■ COSE DA FARE:
1/ Ricopia dal brano sulle donne e il ritorno dei talebani il passo compreso tra "Non avremo più" e "dei matrimoni infantili.", estremi inclusi.
2/ Prosegui il brano sulle donne e il ritorno dei talebani partendo subito dopo la sua ultima frase.

Non avremo più dottoresse, infermiere o ostetriche. Chi si prenderà cura delle donne?
D. Si segnala anche un preoccupante aumento dei matrimoni infantili.
R. Questo è un altro dramma. Prima del ritorno dei talebani, in alcune parti del Paese i matrimoni forzati venivano ancora registrati, ma stavano diminuendo perché per la prima volta avevamo una legge che proteggeva le donne e criminalizzava queste pratiche. Esisteva anche un tribunale specifico per questo tipo di abusi e persino dei rifugi per proteggere donne e ragazze. I progressi furono enormi. Ricordo che qualche anno fa ho visitato una remota zona rurale nella regione di Bamiyan, e lì un gruppo di contadine senza istruzione mi raccontò che avevano mandato le loro figlie a studiare in città perché non volevano che rimanessero nel villaggio e si sposassero giovani. La mentalità stava cambiando.

Righe provenienti da una fonte di dati

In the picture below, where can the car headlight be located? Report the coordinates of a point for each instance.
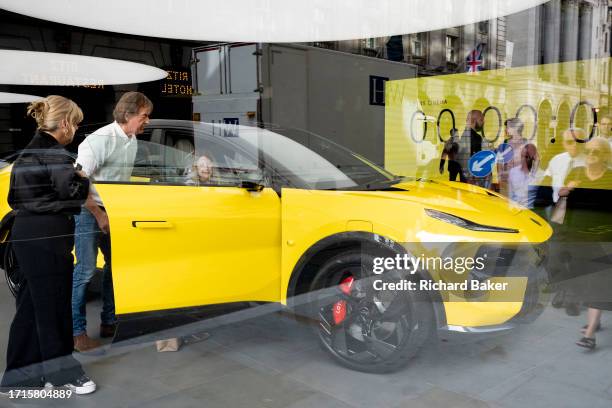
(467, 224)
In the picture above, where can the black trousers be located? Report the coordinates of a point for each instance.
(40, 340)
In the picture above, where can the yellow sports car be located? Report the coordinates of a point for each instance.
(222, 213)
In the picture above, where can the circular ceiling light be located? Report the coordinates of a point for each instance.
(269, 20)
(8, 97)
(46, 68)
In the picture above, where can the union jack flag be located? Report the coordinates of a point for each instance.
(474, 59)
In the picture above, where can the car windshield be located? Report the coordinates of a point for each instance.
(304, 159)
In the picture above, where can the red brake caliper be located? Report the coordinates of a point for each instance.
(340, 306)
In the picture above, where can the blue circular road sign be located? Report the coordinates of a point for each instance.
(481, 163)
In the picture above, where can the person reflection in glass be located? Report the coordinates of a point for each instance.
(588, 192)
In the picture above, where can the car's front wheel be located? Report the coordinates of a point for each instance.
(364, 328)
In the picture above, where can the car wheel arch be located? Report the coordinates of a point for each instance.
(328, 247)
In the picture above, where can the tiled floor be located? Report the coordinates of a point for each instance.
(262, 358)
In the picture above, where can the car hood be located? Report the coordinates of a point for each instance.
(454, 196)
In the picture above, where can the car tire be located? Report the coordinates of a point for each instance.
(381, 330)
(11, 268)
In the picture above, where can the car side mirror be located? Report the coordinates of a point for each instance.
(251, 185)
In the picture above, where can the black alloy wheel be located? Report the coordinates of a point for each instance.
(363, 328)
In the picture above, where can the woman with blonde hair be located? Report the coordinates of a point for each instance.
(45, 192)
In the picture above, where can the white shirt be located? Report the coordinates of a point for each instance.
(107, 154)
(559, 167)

■ RISPOSTE PER COMPITO:
1/
Non avremo più dottoresse, infermiere o ostetriche. Chi si prenderà cura delle donne?
D. Si segnala anche un preoccupante aumento dei matrimoni infantili.

2/
D. In questi giorni stiamo assistendo anche a un aumento delle deportazioni di afghani dal Pakistan, che, secondo l'ONU, hanno raggiunto quota 30.000 ad aprile .
A. Questi rimpatri forzati violano il principio di non respingimento, cioè il diritto di una persona a non essere rimpatriata in un Paese in cui rischia gravi violazioni dei suoi diritti più elementari . Questo è ciò che sta accadendo nel caso dei rifugiati afghani e dei richiedenti asilo in Pakistan, in particolare donne, che sono fuggite per salvarsi la vita. Ecco perché continuiamo a sollecitare le autorità pakistane a rispettare questo diritto.